Task list:
(1) In the article on Lamu's fishermen, what is the only transportation allowed in Lamu's Old Town?
(2) Shorten the paragraph of the article on Lamu's fishermen that begins "Expecting jobs and economic benefits," keeping its main facts.
(3) Pick up the article on Lamu's fishermen after its final sentence and keep writing.

Several fishermen sit comfortably on the dhow chewing “miraa,” or “khat,” a plant used as a stimulant in the Middle East and Africa. “Our government just really wants us to join al-Shabab,” another fisherman interjects, frustrated and peeling the sides of the miraa stem, mixing it with gum nestled in his cheeks. “It doesn’t make sense how they can just leave us here with nothing.”
In reality, these fishermen have no intention of joining al-Shabab, a Somalia-based Islamic insurgency group that has carried out several deadly attacks in Kenya over the years. But they are expressing deepening frustrations over their perceived exclusion from the future of Lamu and the development promised through LAPSETT’s construction.
Expecting jobs and economic benefits, these fishermen’s lives were instead thrown into disarray. Fishing has been the main economic source of sustainability in Lamu for hundreds of years, perpetuated through generations of family fishermen. But as the Kenyan government aims to develop the northern coast, it is becoming clear to the fishermen that there is no space for them in this new vision of Lamu.
“This government has forgotten us,” Athman says, peering out into the vast oceans around him. “We go months now just sitting around doing nothing and with nowhere to go. They destroyed our lives with this port and then they don’t even give us jobs there. I don’t know what they expect us to do.”
A group of tourists from the capital, Nairobi, saunter past a line of young men on the seaside of Lamu’s Old Town, the oldest Swahili settlement in East Africa and a UNESCO World Heritage Site located on one of the county’s 65 islands. It is a place where time seems to stand still, with quaint, old homes built with coral stone and mangrove timber; donkeys, the only permitted transportation in town, trot down its narrow alleyways.
“Where are you from?” the men shout at the Nairobi tourists.
“The same country you are from,” one of them answers.
“And which country is that?”
The tourist stops and looks at the men, confused. “Uh, Kenya,” she responds.
The men break into laughter. “No, no. You are from Kenya. We are from Paradise,” one of them quips. While this was a lighthearted attempt to get under these tourists’ skin, it reveals the sentiments of some residents in Kenya’s coastal region, which has long been neglected by the central government in Nairobi, nearly 300 miles away. The largest ethnicity in Lamu has historically been the Bajuni — almost all of whom are Muslim.

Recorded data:

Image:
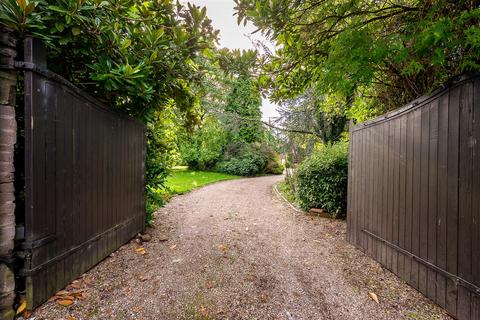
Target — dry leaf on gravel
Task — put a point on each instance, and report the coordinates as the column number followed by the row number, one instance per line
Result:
column 374, row 297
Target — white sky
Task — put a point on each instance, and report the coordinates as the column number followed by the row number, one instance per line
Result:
column 233, row 35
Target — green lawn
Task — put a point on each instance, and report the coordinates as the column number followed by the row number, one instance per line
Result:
column 183, row 180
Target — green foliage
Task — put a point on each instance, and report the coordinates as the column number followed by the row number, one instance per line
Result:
column 321, row 180
column 202, row 150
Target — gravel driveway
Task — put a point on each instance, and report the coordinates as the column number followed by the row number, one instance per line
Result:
column 235, row 250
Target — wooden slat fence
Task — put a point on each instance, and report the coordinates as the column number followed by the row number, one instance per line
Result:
column 84, row 179
column 414, row 194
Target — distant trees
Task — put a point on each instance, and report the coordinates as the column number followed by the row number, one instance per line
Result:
column 371, row 56
column 231, row 137
column 143, row 58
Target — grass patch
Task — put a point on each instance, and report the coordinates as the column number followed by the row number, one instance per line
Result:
column 286, row 191
column 184, row 180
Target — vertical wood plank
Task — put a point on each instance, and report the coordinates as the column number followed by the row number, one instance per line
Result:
column 409, row 195
column 442, row 191
column 401, row 196
column 476, row 204
column 417, row 135
column 424, row 173
column 432, row 200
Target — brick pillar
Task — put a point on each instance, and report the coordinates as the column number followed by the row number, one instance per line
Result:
column 8, row 135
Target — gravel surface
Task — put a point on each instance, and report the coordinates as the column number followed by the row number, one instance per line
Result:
column 235, row 250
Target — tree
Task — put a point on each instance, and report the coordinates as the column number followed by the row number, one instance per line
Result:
column 8, row 135
column 383, row 53
column 140, row 57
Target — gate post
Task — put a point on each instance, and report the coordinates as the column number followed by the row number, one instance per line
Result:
column 8, row 137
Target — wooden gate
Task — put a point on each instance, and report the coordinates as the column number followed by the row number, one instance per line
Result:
column 84, row 179
column 414, row 194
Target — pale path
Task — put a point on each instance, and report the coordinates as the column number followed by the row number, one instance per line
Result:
column 235, row 250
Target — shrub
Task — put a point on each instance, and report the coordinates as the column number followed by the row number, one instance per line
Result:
column 321, row 180
column 204, row 148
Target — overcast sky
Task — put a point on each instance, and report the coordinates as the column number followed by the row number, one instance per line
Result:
column 232, row 35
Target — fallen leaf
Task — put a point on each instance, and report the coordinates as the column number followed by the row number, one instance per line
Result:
column 374, row 297
column 65, row 303
column 22, row 307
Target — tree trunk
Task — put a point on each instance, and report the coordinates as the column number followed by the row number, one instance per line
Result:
column 8, row 135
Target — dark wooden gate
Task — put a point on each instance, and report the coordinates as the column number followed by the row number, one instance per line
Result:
column 414, row 194
column 84, row 179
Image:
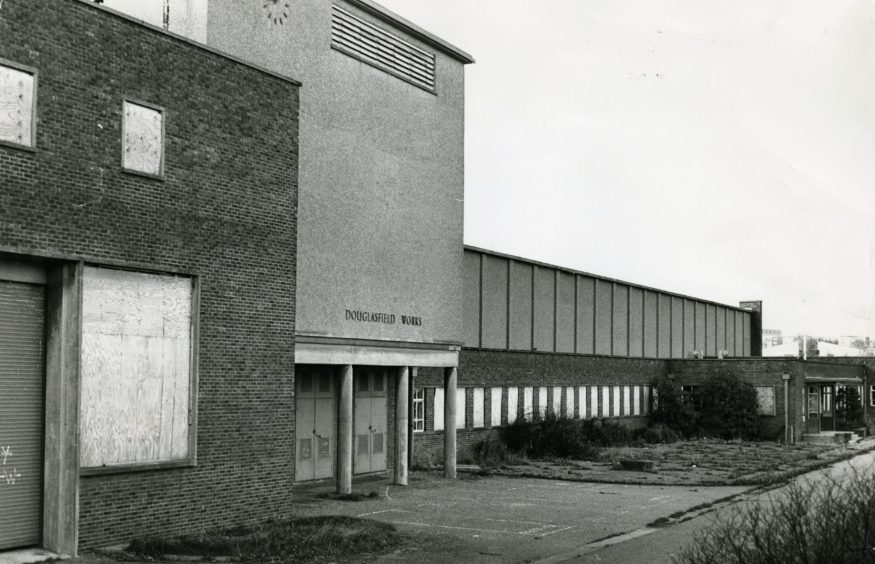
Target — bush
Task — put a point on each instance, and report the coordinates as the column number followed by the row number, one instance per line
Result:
column 490, row 453
column 670, row 409
column 727, row 408
column 659, row 433
column 723, row 407
column 824, row 518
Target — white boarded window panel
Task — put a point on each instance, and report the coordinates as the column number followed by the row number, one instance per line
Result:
column 478, row 398
column 495, row 399
column 460, row 408
column 381, row 49
column 17, row 93
column 512, row 404
column 438, row 409
column 143, row 149
column 136, row 367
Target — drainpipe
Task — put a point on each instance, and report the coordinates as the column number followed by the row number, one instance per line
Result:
column 787, row 434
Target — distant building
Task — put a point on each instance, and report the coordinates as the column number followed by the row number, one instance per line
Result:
column 772, row 337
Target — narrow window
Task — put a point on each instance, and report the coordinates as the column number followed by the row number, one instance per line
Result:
column 495, row 412
column 419, row 410
column 438, row 409
column 478, row 407
column 460, row 408
column 512, row 404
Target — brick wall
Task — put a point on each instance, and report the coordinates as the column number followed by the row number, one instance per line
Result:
column 225, row 212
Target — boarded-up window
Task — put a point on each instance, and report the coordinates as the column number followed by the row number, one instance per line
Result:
column 136, row 368
column 143, row 139
column 17, row 104
column 766, row 399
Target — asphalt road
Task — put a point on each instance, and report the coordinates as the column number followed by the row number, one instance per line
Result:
column 499, row 519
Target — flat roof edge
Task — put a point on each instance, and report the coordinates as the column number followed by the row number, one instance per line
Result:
column 411, row 28
column 193, row 43
column 600, row 277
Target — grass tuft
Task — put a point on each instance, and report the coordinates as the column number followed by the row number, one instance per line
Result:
column 301, row 539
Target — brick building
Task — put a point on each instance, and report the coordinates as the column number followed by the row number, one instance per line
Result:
column 147, row 280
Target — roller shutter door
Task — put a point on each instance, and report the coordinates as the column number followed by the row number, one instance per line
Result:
column 22, row 354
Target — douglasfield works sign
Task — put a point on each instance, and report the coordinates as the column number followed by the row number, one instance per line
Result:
column 379, row 317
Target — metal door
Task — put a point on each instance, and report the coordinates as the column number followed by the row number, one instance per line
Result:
column 314, row 428
column 22, row 370
column 370, row 420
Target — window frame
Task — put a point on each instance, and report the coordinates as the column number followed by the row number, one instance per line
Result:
column 33, row 111
column 161, row 110
column 191, row 460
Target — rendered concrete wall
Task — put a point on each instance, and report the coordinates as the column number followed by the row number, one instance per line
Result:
column 381, row 175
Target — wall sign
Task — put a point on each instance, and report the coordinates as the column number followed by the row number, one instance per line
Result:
column 379, row 317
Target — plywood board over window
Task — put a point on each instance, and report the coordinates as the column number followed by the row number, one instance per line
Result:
column 143, row 139
column 137, row 369
column 17, row 105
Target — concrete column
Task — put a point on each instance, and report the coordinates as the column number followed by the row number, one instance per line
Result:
column 450, row 376
column 344, row 432
column 402, row 379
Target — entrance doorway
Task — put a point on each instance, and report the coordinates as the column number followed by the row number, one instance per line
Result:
column 22, row 391
column 370, row 420
column 315, row 423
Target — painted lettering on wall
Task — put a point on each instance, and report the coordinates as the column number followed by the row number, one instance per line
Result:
column 6, row 474
column 379, row 317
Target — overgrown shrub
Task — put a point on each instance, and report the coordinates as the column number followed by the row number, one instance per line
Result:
column 724, row 407
column 670, row 409
column 659, row 433
column 490, row 453
column 849, row 408
column 821, row 519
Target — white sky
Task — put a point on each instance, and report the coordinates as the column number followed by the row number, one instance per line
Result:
column 720, row 149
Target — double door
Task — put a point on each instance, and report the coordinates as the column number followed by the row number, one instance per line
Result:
column 315, row 435
column 370, row 420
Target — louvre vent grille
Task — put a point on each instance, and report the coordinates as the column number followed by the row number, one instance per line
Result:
column 376, row 47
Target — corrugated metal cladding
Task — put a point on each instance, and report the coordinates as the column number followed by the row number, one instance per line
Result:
column 22, row 369
column 379, row 48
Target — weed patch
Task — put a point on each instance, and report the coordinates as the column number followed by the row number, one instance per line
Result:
column 304, row 539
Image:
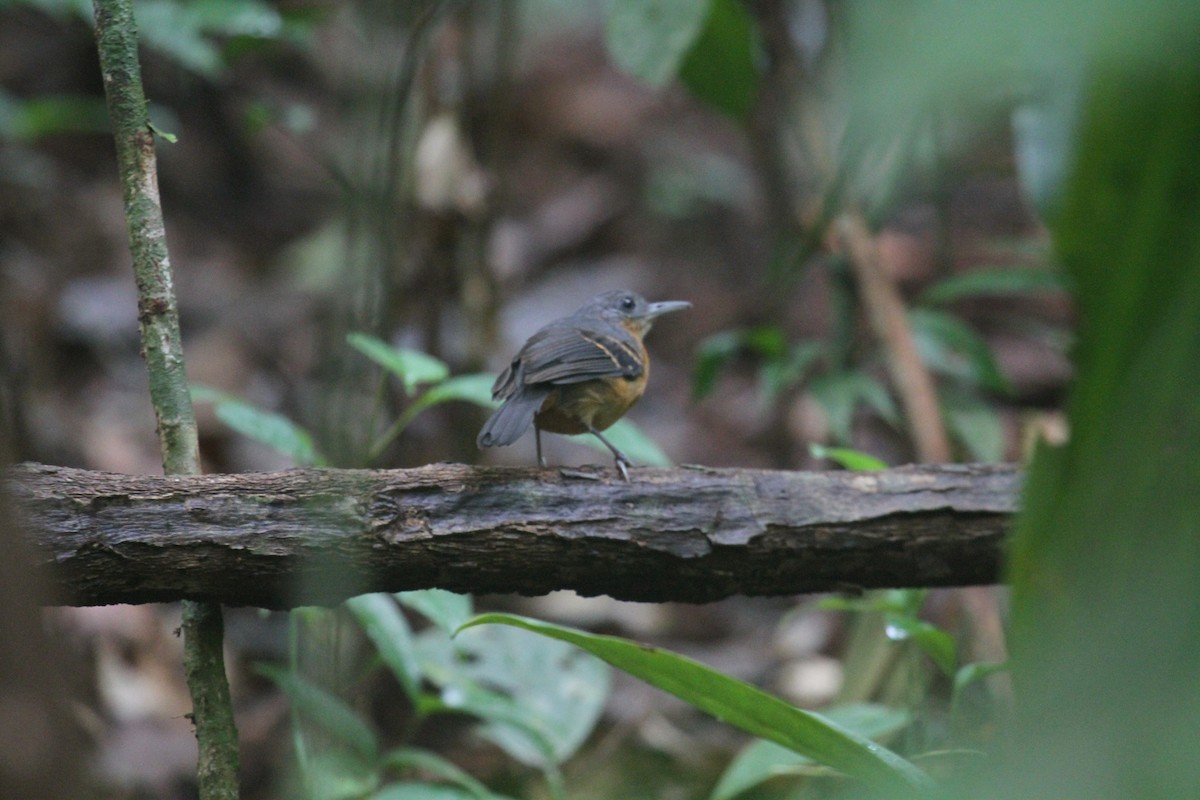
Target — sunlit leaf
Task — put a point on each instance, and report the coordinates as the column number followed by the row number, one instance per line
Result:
column 739, row 704
column 445, row 609
column 847, row 457
column 762, row 761
column 648, row 38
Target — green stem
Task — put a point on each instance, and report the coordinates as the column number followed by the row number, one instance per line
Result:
column 161, row 346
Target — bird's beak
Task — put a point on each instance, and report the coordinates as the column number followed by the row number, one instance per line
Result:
column 665, row 307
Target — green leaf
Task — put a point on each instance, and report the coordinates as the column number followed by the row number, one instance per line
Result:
column 387, row 627
column 648, row 38
column 445, row 609
column 976, row 425
column 839, row 395
column 779, row 374
column 993, row 281
column 522, row 685
column 627, row 437
column 413, row 367
column 742, row 705
column 977, row 671
column 327, row 710
column 265, row 427
column 475, row 389
column 720, row 68
column 952, row 348
column 334, row 774
column 424, row 761
column 935, row 642
column 419, row 791
column 713, row 353
column 762, row 761
column 849, row 458
column 33, row 119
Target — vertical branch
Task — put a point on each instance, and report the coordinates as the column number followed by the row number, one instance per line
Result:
column 162, row 349
column 886, row 311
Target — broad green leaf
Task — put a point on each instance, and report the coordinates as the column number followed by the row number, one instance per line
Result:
column 327, row 710
column 413, row 367
column 849, row 458
column 952, row 348
column 424, row 761
column 445, row 609
column 387, row 627
column 265, row 427
column 521, row 684
column 742, row 705
column 648, row 38
column 994, row 281
column 720, row 67
column 762, row 761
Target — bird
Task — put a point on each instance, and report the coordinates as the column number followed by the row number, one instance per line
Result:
column 577, row 374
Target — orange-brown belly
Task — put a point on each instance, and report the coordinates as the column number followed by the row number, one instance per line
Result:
column 571, row 409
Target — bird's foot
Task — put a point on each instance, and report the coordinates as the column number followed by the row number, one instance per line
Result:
column 623, row 465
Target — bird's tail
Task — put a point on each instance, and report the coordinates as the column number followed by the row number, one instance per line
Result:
column 513, row 419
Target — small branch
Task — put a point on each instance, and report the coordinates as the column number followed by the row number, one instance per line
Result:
column 117, row 40
column 886, row 311
column 280, row 540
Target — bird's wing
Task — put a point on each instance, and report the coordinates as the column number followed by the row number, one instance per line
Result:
column 571, row 354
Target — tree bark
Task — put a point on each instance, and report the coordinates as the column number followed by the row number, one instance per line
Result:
column 280, row 540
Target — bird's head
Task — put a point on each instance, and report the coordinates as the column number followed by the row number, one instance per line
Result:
column 630, row 310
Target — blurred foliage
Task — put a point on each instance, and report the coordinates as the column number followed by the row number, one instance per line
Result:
column 203, row 35
column 742, row 705
column 535, row 699
column 414, row 370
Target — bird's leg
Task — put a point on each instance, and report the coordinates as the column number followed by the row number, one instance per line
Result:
column 623, row 462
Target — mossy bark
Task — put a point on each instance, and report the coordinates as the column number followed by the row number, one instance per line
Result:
column 161, row 347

Written responses:
(1) Donkeys.

(2) Instead of the jobs and economic gains they expected, the fishermen saw their lives upended. Fishing has sustained Lamu's economy for hundreds of years, passed down through fishing families, but the Kenyan government's push to develop the northern coast is showing them that the new Lamu has no place for them.

(3)
During the 19th century, Lamu was a thriving religious center and port city based on trade and slave-run plantation agriculture, with links to a wider Omani-led, Indian Ocean trading network. According to Ngala Chome, a Kenyan academic specializing in post-colonial Mombasa and coastal politics, the imposition of British colonial rule and the subsequent abolishment of slavery in 1907 undermined Lamu’s political and economic influence.
Unlike other parts of the coast, where the sultan of Zanzibar exercised control and which remained a protectorate under the sultan during British rule — known as the 10-mile coastal strip — Lamu was fully consumed into the British colony.
“That land in Lamu was deemed [British] government land,” Chome tells me. “In 1963, when Kenya got its independence that has continued to be the case,” with land formerly owned by the British government being transferred to the independent Kenyan government. Throughout the decades, Lamu has been “filled with landless people,” he says, who do not have legal ownership over the land they live on.
The few individuals in Lamu who owned land were white settlers who had stayed behind after independence or the new African elites, particularly those of Kikuyu ethnicity, who could acquire land through their ties to the Kikuyu-dominated independent government.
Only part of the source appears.